Exercise brief ->
Rewrite the lines from the first one up to and including the line with "138 72 L 148", putting "Mark" wherever "Outline" appears and leaving everything else unchanged.

** START OF Working data **

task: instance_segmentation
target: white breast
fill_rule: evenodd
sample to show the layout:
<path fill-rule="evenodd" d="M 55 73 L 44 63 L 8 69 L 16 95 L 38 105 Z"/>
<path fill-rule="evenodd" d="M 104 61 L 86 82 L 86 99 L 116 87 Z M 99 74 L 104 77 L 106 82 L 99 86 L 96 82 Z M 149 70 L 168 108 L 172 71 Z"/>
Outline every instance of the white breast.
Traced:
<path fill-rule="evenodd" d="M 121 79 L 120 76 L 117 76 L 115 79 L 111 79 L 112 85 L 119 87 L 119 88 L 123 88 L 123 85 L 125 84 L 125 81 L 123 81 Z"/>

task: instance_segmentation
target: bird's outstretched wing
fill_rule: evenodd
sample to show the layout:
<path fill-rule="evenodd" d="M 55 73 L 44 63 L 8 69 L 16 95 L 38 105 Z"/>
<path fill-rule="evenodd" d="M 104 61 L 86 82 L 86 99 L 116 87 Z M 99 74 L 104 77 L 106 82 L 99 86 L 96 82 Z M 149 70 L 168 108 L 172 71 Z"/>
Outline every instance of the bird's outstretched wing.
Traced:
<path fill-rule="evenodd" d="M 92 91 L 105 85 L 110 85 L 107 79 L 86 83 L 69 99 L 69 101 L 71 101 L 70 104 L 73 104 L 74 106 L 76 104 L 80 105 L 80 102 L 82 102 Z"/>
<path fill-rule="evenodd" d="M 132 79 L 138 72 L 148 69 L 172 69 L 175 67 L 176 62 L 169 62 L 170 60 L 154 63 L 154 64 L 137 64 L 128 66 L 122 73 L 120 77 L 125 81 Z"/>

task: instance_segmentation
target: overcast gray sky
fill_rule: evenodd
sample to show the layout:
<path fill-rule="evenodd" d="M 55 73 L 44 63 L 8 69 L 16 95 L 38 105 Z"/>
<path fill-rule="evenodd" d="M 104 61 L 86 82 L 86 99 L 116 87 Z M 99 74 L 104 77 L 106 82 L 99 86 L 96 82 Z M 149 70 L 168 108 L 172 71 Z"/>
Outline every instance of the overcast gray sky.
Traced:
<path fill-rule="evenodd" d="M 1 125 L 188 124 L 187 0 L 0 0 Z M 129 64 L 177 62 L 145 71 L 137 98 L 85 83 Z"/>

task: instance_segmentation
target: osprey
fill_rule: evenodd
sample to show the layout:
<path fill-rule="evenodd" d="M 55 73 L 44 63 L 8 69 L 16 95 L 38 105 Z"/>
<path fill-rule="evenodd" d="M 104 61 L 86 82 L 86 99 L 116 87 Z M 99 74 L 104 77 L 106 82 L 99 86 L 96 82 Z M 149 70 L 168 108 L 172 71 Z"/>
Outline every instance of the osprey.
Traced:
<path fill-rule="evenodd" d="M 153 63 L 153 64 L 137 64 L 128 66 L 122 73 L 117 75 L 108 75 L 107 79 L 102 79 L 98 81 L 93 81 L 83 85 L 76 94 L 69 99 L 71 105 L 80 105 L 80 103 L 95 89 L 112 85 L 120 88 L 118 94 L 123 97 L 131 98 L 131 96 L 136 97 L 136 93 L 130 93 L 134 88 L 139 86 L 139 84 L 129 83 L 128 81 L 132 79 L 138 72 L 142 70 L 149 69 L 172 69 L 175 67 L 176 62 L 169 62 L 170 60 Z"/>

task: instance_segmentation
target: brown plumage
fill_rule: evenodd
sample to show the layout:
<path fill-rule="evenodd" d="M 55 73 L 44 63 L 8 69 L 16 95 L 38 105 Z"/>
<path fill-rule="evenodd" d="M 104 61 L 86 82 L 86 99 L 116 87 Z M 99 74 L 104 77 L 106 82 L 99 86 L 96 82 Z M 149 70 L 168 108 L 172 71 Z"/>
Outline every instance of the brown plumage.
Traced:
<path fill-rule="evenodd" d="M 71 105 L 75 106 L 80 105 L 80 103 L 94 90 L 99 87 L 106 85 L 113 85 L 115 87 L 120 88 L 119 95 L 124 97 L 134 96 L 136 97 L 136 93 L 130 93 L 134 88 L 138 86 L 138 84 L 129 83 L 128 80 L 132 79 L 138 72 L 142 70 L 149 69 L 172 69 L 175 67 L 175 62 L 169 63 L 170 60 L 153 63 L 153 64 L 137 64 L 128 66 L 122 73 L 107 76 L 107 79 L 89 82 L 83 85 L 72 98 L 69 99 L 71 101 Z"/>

** END OF Working data **

Solution for this problem ->
task: instance_segmentation
target: white breast
fill_rule: evenodd
sample to show the layout:
<path fill-rule="evenodd" d="M 55 73 L 44 63 L 8 69 L 16 95 L 38 105 Z"/>
<path fill-rule="evenodd" d="M 104 61 L 86 82 L 86 99 L 116 87 Z M 99 74 L 104 77 L 106 82 L 99 86 L 96 82 Z M 149 70 L 168 108 L 172 71 Z"/>
Mark every instance of the white breast.
Traced:
<path fill-rule="evenodd" d="M 121 79 L 120 76 L 117 76 L 115 79 L 111 79 L 112 85 L 119 87 L 119 88 L 123 88 L 123 85 L 125 84 L 125 81 L 123 81 Z"/>

task: instance_segmentation
target: bird's outstretched wing
fill_rule: evenodd
sample to show the layout:
<path fill-rule="evenodd" d="M 55 73 L 44 63 L 8 69 L 16 95 L 38 105 Z"/>
<path fill-rule="evenodd" d="M 104 61 L 86 82 L 86 99 L 116 87 Z M 99 74 L 104 77 L 106 82 L 99 86 L 96 82 Z M 149 70 L 168 108 L 172 71 Z"/>
Mark every instance of the bird's outstretched wing.
Traced:
<path fill-rule="evenodd" d="M 92 91 L 105 85 L 110 85 L 107 79 L 86 83 L 69 99 L 69 101 L 71 101 L 70 104 L 73 104 L 74 106 L 76 104 L 80 105 L 80 102 L 82 102 Z"/>
<path fill-rule="evenodd" d="M 132 79 L 138 72 L 148 69 L 172 69 L 175 67 L 176 62 L 169 62 L 170 60 L 154 63 L 154 64 L 137 64 L 128 66 L 122 73 L 120 77 L 125 81 Z"/>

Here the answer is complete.